Carry on the forum post about connecting Spark to Hive with PySpark, picking up right after its final sentence.

▸ **Excerpt to read**
◆ ◆ ◆ ◆

How to connect spark with hive using pyspark?

Tags:

I am trying to read hive tables using pyspark, remotely. It states the error that it is unable to connect to Hive Metastore client.

I have read multiple answers on SO and other sources, they were mostly configurations but none of them could address why am I unable to connect remotely. I read the documentation and observed that without making changes in any configuration file, we can connect spark with hive. Note: I have port-forwarded a machine where hive is running and brought it available to localhost:10000. I even connected the same using presto and was able to run queries on hive.

The code is:

from pyspark import SparkContext, SparkConf
from pyspark.sql import SparkSession, HiveContext
SparkContext.setSystemProperty("hive.metastore.uris", "thrift://localhost:9083")
sparkSession = (SparkSession
                .builder
                .appName('example-pyspark-read-and-write-from-hive')
                .enableHiveSupport()
                .getOrCreate())
data = [('First', 1), ('Second', 2), ('Third', 3), ('Fourth', 4), ('Fifth', 5)]
df = sparkSession.createDataFrame(data)
df.write.saveAsTable('example')

I expect the output to be an acknowledgment of table being saved but instead, I am facing this error.

◆ ◆ ◆ ◆

▸ **Records excerpted from a collection**
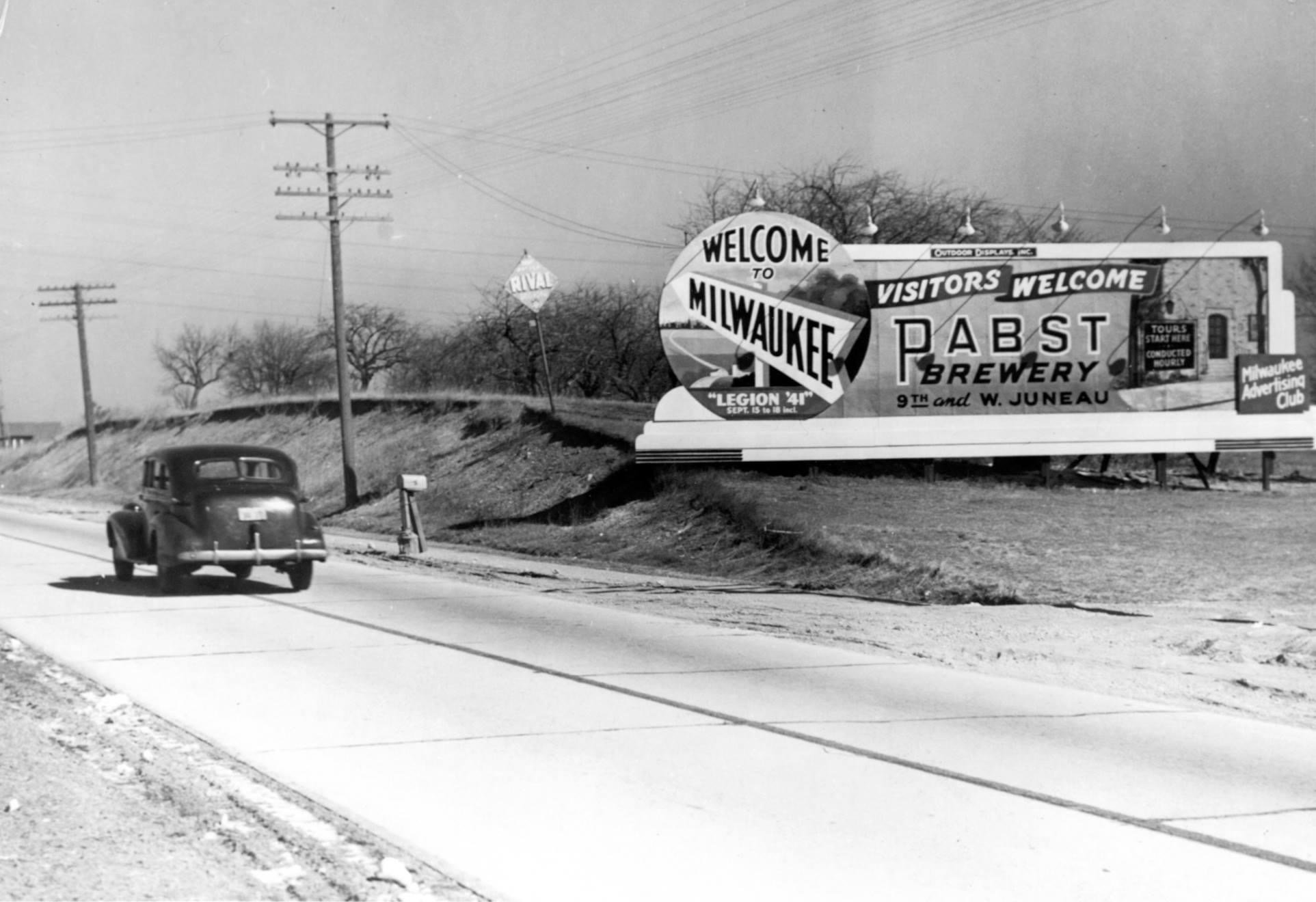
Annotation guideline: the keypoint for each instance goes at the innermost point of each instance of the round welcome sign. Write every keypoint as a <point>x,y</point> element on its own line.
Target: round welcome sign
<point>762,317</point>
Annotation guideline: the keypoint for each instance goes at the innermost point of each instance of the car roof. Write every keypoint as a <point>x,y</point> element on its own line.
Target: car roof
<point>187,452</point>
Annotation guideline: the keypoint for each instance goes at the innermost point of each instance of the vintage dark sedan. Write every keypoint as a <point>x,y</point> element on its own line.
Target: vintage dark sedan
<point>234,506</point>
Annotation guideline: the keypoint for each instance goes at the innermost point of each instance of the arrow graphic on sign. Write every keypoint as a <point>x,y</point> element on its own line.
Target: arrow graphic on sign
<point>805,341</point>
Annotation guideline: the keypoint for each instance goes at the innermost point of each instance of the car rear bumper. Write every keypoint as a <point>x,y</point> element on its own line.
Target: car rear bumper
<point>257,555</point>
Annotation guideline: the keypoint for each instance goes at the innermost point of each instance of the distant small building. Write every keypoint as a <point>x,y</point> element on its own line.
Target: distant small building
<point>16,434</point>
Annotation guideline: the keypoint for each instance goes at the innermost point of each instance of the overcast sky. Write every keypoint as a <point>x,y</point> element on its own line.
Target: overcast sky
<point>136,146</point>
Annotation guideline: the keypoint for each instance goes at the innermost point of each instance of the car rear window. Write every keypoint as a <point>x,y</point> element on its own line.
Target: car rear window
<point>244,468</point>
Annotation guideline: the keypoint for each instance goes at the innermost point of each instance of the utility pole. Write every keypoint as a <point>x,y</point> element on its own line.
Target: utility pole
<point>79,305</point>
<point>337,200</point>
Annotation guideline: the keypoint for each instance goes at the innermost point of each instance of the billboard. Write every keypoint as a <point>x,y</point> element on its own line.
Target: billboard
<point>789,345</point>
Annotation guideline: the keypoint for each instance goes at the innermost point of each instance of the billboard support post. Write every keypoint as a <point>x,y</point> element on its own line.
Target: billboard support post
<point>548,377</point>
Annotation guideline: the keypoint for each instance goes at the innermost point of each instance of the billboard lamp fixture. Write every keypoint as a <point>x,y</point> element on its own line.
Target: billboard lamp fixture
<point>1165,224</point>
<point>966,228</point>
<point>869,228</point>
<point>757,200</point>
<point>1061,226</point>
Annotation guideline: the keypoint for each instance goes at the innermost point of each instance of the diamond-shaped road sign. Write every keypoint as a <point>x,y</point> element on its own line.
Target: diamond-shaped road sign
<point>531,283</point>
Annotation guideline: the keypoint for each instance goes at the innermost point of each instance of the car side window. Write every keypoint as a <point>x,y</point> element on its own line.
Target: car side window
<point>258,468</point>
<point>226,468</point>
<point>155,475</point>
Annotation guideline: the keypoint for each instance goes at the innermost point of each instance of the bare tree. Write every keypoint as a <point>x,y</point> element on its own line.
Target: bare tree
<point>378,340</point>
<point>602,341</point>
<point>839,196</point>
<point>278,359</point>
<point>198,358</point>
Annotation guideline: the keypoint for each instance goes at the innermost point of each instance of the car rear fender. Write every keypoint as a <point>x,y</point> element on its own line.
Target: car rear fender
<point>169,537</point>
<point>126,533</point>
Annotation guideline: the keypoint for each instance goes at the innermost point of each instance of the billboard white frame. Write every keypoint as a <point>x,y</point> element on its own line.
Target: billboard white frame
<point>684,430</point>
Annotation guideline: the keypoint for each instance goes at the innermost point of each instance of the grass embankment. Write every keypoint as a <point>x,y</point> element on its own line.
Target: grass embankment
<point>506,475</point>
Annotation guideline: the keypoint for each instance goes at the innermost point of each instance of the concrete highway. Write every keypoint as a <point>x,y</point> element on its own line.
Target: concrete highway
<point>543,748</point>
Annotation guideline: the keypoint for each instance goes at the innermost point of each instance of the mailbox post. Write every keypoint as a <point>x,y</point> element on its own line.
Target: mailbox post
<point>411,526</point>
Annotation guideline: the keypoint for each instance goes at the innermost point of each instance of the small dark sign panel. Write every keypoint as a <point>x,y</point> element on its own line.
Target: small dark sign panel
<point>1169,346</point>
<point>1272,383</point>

◆ ◆ ◆ ◆

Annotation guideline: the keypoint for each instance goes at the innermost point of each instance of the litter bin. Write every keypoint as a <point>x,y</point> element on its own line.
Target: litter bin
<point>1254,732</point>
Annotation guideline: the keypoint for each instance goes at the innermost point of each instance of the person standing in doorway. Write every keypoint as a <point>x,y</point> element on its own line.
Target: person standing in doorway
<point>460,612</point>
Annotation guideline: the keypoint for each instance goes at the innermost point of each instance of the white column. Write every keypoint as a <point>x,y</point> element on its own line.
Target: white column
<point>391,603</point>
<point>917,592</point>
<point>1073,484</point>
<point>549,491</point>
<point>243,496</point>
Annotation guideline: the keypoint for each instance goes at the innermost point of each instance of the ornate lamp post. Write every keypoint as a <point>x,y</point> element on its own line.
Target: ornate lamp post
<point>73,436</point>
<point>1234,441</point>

◆ ◆ ◆ ◆

▸ **Answer**
Abstract error is:

During handling of the above exception, another exception occurred:

Traceback (most recent call last):
  File "<stdin>", line 2, in <module>
  File "/usr/local/spark/python/pyspark/sql/readwriter.py", line 775, in saveAsTable
    self._jwrite.saveAsTable(name)
  File "/usr/local/spark/python/lib/py4j-0.10.7-src.zip/py4j/java_gateway.py", line 1257, in __call__
  File "/usr/local/spark/python/pyspark/sql/utils.py", line 69, in deco
    raise AnalysisException(s.split(': ', 1)[1], stackTrace)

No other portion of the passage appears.